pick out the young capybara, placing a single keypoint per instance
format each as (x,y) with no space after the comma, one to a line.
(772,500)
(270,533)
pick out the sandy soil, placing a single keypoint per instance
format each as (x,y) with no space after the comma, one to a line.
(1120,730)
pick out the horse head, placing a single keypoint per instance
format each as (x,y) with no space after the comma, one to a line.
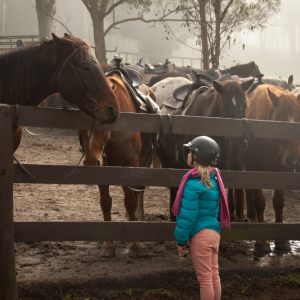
(81,80)
(286,108)
(94,146)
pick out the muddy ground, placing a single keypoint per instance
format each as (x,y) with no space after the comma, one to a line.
(45,267)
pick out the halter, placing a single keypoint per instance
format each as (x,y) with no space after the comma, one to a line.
(67,61)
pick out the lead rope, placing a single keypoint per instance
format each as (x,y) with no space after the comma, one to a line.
(54,181)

Your objective —
Within the listing above, count the lines that contain the string "single". Give only the number.

Task result —
6